• _Task brief_:
Copy out the data again, requests included, from the line that has "mark: the silver necklace" through the end of the data, adding 148 to every pixel coordinate in the answers.

#### Entries supplied ####

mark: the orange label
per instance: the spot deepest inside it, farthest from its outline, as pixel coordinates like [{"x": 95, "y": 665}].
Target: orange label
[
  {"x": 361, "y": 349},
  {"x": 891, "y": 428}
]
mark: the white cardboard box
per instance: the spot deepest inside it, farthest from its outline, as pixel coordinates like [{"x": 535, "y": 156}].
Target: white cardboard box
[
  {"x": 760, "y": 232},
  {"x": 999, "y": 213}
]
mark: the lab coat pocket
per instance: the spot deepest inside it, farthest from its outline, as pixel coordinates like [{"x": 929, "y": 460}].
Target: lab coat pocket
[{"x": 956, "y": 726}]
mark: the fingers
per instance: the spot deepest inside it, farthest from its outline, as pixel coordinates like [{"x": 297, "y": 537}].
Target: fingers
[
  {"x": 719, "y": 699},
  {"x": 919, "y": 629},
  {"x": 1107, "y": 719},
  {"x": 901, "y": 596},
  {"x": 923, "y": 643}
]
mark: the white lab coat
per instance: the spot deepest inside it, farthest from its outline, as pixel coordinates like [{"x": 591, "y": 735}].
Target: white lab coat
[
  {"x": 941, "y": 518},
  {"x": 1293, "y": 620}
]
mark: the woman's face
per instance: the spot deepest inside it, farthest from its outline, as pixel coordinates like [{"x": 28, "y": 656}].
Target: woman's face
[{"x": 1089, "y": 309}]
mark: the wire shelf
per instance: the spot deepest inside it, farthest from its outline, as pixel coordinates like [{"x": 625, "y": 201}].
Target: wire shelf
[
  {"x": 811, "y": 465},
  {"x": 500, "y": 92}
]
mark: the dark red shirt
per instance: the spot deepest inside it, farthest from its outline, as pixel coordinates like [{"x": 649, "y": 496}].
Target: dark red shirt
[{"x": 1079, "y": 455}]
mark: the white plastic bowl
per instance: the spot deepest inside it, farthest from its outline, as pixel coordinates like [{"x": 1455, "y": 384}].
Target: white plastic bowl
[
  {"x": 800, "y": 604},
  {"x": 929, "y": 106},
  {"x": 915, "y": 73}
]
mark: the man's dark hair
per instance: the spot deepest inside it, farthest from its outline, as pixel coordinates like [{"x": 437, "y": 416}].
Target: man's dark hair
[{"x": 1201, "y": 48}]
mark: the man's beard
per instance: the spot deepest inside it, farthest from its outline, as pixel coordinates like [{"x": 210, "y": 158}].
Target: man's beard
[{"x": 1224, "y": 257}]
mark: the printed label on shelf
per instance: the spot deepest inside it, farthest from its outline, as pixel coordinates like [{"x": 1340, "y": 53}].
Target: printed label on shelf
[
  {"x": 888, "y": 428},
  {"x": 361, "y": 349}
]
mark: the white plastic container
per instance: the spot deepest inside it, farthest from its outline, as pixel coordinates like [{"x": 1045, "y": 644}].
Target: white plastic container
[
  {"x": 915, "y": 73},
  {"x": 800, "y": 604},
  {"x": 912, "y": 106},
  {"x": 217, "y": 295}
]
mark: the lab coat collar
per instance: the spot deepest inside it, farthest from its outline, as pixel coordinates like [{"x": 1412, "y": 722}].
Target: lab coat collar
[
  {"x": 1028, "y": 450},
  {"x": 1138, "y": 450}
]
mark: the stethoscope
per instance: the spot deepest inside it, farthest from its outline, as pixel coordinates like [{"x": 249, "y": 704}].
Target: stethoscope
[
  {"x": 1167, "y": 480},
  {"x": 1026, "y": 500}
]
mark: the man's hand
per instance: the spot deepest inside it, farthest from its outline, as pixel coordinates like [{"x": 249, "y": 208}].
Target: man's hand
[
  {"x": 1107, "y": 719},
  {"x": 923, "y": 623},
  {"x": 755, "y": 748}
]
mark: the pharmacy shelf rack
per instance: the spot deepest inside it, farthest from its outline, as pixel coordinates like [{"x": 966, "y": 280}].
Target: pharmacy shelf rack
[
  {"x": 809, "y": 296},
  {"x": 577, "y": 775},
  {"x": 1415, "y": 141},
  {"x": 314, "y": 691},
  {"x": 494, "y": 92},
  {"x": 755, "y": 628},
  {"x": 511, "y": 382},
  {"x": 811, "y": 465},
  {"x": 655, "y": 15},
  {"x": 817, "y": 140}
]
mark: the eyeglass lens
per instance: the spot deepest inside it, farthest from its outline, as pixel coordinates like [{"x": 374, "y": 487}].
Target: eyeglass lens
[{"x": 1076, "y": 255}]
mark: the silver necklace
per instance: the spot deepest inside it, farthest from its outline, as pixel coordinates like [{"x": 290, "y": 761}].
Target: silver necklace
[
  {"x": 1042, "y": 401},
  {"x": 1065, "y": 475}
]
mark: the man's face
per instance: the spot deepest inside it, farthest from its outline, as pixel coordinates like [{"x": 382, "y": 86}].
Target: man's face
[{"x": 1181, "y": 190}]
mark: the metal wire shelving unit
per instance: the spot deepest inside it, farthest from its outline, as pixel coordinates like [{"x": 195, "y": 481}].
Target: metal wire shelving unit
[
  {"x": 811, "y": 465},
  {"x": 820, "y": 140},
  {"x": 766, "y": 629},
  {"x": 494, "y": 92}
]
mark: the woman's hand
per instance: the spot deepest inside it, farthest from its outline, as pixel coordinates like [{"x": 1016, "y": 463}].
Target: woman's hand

####

• _Output of the task_:
mark: the silver necklace
per instance: the spot deepest inside it, farthest from its outline, as pixel coordinates like [{"x": 290, "y": 761}].
Target: silver necklace
[
  {"x": 1190, "y": 549},
  {"x": 1213, "y": 623}
]
mark: the man's face
per instance: the spot deepest inside it, farthest from its outline, as pixel coordinates like [{"x": 382, "y": 86}].
Target: man's face
[{"x": 1329, "y": 338}]
mark: the metal wire shelving unit
per instance: the spot deepest inside it, farthest from its outline, as pixel coordinates like [{"x": 195, "y": 481}].
Target: metal wire shelving unit
[
  {"x": 959, "y": 613},
  {"x": 968, "y": 288},
  {"x": 914, "y": 777},
  {"x": 642, "y": 240}
]
mark: the woman's hand
per instance: the spot deepest inside it, farthest from its outline, as pixel coordinates like [{"x": 1016, "y": 463}].
Target: woman's hand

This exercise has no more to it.